# Action item
Your reply should hold the line containing "Each instance receives a single keypoint. Tag the rear tire" and every later line of the records, reproduced exactly, and no other lines.

___ Records provided

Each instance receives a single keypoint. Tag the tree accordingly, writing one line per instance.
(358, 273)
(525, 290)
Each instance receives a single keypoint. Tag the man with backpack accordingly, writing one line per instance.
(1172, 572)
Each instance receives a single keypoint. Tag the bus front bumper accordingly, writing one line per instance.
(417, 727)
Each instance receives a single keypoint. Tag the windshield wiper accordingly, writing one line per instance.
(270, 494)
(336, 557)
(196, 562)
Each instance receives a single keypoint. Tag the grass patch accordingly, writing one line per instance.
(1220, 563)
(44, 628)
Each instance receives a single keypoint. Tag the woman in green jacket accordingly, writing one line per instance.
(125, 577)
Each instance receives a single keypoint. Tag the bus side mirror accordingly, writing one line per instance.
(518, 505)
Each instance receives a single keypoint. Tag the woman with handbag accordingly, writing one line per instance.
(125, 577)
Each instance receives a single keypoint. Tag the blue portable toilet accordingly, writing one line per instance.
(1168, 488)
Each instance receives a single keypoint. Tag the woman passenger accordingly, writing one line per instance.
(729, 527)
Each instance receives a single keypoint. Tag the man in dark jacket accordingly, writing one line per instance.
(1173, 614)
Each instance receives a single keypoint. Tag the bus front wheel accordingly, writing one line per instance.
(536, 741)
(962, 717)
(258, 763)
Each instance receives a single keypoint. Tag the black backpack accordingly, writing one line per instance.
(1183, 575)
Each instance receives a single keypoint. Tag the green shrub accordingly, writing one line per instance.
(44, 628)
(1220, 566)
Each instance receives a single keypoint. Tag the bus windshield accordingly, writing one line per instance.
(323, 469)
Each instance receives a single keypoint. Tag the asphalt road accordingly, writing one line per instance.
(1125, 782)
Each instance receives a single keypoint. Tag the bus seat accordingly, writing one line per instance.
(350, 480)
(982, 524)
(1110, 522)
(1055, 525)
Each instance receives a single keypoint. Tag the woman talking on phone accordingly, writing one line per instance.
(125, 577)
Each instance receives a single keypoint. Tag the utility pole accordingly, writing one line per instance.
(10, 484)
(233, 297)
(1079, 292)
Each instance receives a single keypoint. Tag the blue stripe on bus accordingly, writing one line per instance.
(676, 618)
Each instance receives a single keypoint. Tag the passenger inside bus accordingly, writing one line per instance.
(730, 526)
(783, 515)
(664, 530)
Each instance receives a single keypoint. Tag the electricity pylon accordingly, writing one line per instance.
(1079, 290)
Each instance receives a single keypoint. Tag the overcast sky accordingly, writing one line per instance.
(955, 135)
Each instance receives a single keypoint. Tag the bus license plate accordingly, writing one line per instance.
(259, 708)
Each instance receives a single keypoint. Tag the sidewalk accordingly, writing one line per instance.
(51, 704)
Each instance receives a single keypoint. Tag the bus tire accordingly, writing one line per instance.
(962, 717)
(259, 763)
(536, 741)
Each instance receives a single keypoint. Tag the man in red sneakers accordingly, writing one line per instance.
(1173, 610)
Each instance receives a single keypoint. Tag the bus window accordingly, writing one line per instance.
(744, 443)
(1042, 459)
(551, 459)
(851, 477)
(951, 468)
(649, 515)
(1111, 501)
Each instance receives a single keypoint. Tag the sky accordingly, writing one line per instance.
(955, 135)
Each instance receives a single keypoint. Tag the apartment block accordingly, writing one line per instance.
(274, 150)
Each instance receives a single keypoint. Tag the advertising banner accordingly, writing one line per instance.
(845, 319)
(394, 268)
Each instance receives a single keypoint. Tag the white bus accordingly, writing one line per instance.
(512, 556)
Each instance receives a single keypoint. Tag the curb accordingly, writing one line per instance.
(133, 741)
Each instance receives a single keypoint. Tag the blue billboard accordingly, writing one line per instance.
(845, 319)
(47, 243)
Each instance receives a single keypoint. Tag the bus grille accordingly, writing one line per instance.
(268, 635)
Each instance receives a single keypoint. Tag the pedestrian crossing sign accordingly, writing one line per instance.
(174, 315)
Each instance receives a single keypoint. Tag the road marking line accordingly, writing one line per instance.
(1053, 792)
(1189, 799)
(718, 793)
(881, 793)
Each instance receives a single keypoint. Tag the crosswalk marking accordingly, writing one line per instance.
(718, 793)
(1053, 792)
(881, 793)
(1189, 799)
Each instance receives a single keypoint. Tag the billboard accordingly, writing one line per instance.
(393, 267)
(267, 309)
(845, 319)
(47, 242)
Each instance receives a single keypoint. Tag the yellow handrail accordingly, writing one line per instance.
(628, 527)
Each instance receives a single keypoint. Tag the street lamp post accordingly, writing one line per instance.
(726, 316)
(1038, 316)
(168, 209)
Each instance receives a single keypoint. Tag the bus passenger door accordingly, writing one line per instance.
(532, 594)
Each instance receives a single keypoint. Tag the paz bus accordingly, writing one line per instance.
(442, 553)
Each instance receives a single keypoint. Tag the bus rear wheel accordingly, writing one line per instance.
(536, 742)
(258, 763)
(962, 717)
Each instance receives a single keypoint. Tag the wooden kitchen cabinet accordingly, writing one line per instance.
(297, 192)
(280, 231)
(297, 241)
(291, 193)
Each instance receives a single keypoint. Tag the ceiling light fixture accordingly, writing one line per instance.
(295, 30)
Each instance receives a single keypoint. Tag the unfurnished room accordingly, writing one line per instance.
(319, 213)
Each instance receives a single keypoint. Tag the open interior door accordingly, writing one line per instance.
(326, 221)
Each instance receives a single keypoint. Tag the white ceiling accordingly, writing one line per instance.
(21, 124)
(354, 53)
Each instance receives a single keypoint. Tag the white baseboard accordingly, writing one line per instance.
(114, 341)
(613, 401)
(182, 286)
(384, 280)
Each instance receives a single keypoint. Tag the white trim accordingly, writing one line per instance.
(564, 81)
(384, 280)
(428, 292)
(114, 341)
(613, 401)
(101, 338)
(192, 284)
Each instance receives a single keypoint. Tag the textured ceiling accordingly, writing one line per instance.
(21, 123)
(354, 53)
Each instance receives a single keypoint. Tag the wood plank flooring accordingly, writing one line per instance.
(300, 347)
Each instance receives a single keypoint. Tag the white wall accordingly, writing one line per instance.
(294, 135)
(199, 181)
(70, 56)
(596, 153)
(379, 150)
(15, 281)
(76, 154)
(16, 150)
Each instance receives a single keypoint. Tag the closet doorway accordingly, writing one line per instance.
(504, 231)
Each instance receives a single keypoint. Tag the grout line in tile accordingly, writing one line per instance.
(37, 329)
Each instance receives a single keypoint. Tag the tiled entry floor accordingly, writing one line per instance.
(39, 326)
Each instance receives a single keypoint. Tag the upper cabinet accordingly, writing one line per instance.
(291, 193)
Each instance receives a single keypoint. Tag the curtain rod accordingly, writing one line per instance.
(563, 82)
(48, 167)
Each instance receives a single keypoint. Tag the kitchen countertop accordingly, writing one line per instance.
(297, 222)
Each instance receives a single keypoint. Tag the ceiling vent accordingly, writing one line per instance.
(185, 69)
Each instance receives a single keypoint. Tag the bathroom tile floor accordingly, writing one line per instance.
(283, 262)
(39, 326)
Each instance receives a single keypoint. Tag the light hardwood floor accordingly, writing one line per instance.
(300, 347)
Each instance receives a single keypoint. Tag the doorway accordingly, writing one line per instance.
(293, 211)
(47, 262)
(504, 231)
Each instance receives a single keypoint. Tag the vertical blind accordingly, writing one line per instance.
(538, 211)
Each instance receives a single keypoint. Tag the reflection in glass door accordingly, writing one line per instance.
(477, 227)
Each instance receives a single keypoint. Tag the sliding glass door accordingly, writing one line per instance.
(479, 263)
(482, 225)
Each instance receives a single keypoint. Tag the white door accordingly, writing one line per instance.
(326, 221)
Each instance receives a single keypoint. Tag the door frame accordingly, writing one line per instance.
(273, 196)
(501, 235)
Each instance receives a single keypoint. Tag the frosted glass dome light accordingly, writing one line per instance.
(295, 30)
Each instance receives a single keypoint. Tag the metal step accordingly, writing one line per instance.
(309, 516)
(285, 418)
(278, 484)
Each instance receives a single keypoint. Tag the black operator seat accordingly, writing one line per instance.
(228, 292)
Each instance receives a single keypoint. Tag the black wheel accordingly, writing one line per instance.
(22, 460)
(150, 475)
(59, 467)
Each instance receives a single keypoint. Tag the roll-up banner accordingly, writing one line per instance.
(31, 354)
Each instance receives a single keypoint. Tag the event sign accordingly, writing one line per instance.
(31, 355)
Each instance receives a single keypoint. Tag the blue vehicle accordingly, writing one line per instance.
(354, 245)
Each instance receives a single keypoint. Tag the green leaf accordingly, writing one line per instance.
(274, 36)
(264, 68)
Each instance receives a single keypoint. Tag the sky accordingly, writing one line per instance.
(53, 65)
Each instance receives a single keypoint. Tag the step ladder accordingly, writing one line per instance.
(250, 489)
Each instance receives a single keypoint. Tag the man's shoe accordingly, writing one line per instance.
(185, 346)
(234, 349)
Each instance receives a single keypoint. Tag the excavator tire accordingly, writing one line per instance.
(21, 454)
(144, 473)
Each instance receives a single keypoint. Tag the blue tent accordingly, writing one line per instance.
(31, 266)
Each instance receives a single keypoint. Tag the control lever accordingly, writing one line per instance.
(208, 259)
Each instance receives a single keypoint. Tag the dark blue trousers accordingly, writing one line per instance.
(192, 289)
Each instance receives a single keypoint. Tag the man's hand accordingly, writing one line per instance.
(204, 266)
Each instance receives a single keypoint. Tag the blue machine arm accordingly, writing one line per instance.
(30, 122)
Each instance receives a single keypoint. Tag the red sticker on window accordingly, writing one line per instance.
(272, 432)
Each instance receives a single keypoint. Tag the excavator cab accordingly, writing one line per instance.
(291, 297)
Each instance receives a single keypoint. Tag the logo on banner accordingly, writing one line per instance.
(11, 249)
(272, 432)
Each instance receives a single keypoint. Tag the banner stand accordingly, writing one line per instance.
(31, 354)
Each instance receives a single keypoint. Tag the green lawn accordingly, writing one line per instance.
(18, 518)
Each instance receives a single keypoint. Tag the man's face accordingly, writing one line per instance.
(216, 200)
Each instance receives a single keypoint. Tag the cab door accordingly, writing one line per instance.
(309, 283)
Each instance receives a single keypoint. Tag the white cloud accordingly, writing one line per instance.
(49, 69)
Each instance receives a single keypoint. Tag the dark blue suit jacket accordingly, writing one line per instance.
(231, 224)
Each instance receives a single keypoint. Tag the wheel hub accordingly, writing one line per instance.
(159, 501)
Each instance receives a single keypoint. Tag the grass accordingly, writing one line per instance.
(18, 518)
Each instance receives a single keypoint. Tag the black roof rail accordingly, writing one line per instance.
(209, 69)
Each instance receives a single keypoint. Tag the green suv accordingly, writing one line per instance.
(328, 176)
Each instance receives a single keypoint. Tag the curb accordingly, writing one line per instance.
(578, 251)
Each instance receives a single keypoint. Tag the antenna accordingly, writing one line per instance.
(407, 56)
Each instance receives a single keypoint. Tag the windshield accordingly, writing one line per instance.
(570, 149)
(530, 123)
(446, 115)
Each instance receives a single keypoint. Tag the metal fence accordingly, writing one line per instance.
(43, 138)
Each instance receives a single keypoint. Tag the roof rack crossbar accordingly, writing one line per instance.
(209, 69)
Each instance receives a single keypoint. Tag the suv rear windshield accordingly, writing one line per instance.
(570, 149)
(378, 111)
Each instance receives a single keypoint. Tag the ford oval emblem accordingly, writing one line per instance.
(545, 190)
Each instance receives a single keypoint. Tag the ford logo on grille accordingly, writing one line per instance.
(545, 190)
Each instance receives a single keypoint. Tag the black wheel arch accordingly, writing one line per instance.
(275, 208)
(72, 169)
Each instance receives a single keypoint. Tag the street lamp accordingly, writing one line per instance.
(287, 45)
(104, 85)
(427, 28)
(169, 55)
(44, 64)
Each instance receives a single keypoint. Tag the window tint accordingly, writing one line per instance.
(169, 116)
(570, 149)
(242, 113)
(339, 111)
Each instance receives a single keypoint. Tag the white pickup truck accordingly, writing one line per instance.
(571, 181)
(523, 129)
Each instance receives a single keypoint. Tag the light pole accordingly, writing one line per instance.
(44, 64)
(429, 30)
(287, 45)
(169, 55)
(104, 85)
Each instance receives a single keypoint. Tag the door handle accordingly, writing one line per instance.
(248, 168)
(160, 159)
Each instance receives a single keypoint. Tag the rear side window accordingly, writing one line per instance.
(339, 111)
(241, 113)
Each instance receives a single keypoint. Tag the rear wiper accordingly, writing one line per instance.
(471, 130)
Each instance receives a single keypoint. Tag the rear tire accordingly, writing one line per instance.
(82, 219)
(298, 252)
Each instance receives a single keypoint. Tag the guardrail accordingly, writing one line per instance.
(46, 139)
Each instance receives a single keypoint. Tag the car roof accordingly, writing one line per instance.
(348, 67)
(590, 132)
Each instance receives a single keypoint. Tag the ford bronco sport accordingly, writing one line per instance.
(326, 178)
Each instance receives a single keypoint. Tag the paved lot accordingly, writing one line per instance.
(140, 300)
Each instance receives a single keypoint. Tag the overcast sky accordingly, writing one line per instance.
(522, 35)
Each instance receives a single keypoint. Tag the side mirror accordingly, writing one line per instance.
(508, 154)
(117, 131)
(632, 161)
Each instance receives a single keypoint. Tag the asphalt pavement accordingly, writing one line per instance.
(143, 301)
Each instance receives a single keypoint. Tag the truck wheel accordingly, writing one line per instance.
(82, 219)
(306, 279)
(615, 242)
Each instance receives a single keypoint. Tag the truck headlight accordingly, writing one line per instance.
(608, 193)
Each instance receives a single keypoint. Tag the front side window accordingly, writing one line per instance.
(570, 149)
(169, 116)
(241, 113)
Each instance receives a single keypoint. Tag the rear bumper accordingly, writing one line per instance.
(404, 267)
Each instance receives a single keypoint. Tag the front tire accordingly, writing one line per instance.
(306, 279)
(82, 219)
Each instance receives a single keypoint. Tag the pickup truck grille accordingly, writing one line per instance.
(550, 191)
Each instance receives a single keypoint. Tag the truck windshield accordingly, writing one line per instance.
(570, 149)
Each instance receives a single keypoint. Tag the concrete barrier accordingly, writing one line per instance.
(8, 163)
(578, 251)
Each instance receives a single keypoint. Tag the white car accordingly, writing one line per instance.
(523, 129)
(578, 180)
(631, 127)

______

# Task result
Each instance receives a single keypoint. Tag the rear tire accordingly, writing one line per instance.
(82, 219)
(298, 252)
Each instance receives a single keypoint. Tag the guardrail accordingly, writing one line per instance.
(46, 139)
Each instance receives a single keypoint. Tag the car roof accordingly, writing one line per instance.
(348, 67)
(590, 132)
Each instance receives a single keypoint. Tag the ford bronco sport accordingly, writing one line per instance.
(326, 178)
Each instance receives a single keypoint. Tag the paved lot accordingly, writing one line per instance.
(140, 300)
Each instance receives a single keypoint. Tag the overcast sky accordingly, writing one line per instance.
(522, 35)
Each instance receives a single keypoint. Tag the side mirror accordingly, writing one line per instance.
(508, 154)
(117, 131)
(632, 161)
Each instance receives a single keypoint. Tag the asphalt pavement accordingly, writing one line per instance.
(143, 301)
Each instance receives a single keypoint. Tag the truck wheel accordingly, writing one line per instance.
(82, 219)
(306, 279)
(615, 242)
Each instance receives a single keypoint. Tag the truck headlight accordingly, writing one line per instance.
(608, 193)
Each instance receives a single keypoint. Tag the front side window accordingly, writing one line per instance.
(570, 149)
(169, 116)
(241, 113)
Each instance receives a single keypoint. Tag the rear bumper accordingly, writing one line per instance.
(404, 267)
Each instance receives a single keypoint. Tag the front tire accordingly, writing one line per instance.
(306, 279)
(82, 219)
Each instance receives a single keypoint. Tag the pickup truck grille accordingly, writing one line per instance.
(550, 191)
Each instance receives a single keypoint. Tag the truck windshield accordingly, writing one line per instance.
(570, 149)
Each instance receives a single keypoint. Tag the concrete barrier accordingly, writing one line per instance.
(8, 163)
(578, 251)
Each instance receives a single keypoint. Tag the white car accordingly, writing one line per instance.
(523, 129)
(578, 180)
(631, 127)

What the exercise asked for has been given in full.